▶ **Task requirements**
Locate every line of the records that contains the string "stem", and copy each such line in full.

▶ **Provided records**
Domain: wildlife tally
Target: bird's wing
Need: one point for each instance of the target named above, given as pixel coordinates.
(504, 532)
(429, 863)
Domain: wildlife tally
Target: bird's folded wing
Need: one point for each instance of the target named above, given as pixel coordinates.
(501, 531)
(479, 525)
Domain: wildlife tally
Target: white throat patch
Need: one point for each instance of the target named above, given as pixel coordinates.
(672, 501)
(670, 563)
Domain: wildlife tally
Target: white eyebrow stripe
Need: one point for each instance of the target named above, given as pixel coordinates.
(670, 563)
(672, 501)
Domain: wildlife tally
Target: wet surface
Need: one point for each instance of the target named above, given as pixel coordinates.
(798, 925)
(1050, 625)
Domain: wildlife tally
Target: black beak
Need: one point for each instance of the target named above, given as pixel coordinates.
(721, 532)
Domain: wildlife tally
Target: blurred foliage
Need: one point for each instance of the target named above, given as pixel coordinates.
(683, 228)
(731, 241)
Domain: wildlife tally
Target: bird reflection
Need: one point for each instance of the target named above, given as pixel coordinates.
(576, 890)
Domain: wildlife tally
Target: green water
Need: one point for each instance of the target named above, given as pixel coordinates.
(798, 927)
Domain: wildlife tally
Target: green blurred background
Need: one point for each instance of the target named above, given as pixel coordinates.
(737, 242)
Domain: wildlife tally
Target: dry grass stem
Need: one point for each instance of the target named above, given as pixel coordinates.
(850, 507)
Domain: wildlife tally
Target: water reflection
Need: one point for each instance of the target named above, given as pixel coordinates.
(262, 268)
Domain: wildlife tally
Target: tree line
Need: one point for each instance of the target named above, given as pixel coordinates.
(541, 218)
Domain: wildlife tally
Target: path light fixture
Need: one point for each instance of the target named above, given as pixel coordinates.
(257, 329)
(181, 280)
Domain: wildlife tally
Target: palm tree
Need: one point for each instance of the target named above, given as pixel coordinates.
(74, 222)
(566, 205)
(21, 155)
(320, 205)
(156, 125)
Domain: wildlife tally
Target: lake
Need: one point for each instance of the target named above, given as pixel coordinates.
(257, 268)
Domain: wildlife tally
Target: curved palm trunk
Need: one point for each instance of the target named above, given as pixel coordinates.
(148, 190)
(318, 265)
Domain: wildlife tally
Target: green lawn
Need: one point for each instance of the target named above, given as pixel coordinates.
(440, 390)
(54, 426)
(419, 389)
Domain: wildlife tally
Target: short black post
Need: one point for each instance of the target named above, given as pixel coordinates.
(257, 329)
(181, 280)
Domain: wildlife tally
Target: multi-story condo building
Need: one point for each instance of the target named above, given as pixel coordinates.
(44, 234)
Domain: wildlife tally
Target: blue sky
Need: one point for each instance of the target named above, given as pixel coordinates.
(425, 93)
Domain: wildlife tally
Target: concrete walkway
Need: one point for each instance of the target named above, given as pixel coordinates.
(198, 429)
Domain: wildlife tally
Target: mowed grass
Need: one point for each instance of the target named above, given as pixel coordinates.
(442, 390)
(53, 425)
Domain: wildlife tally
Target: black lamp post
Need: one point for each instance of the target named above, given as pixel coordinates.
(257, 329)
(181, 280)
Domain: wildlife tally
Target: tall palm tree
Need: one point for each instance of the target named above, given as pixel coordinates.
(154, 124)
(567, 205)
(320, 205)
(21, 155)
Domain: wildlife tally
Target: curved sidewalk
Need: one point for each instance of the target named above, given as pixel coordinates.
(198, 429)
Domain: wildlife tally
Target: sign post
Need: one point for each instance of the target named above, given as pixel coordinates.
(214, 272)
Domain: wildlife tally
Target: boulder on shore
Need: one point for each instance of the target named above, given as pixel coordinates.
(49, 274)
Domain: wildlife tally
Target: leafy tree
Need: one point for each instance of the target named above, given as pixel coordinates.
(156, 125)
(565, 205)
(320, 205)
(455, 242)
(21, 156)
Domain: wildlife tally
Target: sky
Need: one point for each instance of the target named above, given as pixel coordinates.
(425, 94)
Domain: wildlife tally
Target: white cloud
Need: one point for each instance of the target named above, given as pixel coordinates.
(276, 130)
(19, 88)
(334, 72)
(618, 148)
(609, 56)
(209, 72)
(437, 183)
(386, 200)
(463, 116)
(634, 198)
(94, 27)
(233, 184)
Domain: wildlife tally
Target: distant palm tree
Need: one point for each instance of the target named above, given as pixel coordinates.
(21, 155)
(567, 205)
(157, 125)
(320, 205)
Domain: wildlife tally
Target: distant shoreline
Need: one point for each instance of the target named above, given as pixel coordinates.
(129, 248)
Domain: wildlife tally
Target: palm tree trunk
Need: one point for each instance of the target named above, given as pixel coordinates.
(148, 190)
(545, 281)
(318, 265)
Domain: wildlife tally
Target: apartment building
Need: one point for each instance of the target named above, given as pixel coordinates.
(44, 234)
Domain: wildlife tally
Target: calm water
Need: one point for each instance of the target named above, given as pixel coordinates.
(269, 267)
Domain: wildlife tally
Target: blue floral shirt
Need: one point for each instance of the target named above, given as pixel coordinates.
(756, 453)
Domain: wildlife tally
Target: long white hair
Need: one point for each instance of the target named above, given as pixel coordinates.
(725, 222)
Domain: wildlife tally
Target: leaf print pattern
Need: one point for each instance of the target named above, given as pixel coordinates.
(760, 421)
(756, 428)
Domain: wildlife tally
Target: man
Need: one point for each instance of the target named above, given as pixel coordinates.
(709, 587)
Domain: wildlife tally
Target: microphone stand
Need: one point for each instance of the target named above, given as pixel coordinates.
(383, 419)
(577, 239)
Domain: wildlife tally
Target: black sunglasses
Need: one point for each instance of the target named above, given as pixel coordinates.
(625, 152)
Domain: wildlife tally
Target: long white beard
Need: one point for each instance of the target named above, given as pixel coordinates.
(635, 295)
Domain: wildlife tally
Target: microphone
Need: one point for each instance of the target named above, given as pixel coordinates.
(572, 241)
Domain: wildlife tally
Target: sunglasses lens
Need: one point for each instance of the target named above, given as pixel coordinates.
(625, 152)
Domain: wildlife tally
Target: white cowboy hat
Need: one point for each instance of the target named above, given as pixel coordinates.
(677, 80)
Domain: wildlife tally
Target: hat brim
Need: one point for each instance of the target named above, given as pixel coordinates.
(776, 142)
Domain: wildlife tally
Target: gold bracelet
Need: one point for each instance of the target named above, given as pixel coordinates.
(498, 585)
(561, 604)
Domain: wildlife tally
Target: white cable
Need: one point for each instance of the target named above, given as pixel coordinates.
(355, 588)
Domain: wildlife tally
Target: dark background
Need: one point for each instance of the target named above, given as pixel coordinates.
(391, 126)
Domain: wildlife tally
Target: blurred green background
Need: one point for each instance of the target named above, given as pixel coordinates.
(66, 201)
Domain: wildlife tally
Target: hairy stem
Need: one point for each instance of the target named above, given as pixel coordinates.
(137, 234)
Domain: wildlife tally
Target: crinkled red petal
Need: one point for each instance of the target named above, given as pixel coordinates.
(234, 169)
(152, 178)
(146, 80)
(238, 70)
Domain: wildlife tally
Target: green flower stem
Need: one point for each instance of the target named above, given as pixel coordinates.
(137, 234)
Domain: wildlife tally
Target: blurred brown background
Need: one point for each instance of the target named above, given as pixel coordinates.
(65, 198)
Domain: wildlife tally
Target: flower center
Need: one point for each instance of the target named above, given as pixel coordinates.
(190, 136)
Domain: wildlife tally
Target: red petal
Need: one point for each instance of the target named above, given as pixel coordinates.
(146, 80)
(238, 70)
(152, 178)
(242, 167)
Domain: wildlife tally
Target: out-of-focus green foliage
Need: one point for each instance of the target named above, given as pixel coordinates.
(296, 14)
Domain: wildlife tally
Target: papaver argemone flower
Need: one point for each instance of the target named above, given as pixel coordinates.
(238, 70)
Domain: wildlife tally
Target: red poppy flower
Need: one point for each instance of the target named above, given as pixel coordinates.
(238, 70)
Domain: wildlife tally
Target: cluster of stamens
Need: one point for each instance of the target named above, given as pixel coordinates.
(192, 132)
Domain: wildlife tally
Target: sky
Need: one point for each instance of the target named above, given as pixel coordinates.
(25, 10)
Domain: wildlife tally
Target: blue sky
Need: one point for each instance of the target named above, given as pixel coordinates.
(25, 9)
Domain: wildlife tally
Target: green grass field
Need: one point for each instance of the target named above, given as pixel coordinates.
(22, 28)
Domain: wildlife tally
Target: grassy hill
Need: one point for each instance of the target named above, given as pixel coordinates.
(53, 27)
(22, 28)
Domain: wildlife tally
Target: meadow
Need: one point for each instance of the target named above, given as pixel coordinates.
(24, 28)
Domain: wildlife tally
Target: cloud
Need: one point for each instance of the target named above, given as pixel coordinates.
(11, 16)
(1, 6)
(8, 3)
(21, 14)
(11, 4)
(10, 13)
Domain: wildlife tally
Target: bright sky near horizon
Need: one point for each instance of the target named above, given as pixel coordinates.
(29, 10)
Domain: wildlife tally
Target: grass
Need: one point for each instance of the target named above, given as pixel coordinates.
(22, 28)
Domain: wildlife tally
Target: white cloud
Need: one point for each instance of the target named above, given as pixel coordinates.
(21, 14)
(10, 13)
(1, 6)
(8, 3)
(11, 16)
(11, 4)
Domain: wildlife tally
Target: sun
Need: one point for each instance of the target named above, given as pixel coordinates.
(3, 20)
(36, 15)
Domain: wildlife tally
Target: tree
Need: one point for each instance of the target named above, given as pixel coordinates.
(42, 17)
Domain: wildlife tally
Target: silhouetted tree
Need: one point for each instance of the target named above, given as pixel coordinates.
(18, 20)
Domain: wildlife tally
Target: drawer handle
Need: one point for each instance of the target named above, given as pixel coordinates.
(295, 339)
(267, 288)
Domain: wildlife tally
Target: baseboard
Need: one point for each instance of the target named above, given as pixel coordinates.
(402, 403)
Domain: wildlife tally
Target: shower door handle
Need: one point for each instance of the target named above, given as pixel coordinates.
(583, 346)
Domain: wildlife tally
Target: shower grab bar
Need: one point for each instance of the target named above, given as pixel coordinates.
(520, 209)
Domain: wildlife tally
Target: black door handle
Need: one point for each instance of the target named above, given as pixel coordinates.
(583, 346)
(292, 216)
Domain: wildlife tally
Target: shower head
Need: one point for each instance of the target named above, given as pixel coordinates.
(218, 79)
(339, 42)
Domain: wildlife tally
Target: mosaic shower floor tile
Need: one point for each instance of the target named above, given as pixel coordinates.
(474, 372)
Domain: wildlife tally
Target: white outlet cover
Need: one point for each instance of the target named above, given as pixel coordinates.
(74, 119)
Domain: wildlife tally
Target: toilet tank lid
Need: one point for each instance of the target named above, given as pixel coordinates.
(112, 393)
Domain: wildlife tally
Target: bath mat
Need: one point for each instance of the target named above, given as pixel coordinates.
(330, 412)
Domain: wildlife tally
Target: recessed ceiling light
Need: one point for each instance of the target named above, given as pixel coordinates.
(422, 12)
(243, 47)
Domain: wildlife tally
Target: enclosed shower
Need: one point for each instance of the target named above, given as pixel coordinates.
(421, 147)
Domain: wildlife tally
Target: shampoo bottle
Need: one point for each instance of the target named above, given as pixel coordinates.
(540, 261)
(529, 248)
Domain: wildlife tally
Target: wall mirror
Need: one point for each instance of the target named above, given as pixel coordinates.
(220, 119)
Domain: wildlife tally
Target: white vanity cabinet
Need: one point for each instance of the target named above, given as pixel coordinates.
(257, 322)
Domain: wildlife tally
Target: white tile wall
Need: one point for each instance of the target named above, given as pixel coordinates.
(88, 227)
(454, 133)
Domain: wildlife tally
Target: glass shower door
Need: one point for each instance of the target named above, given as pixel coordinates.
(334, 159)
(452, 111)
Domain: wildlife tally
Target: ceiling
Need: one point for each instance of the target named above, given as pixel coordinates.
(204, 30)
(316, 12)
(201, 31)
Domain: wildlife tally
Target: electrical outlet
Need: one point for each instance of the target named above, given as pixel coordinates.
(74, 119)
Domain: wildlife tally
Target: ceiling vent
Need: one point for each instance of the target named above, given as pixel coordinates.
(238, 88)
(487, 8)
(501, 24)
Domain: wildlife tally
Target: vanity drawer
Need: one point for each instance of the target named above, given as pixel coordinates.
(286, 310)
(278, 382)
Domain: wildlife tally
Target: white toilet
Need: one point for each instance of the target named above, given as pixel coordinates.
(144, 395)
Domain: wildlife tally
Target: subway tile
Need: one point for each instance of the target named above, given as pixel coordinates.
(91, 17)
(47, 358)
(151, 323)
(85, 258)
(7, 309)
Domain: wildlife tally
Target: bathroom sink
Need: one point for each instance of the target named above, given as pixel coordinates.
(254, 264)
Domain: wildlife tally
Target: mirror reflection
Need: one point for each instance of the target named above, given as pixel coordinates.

▶ **Response to this task**
Target: dry grass stem
Target: hairy stem
Target: green flower stem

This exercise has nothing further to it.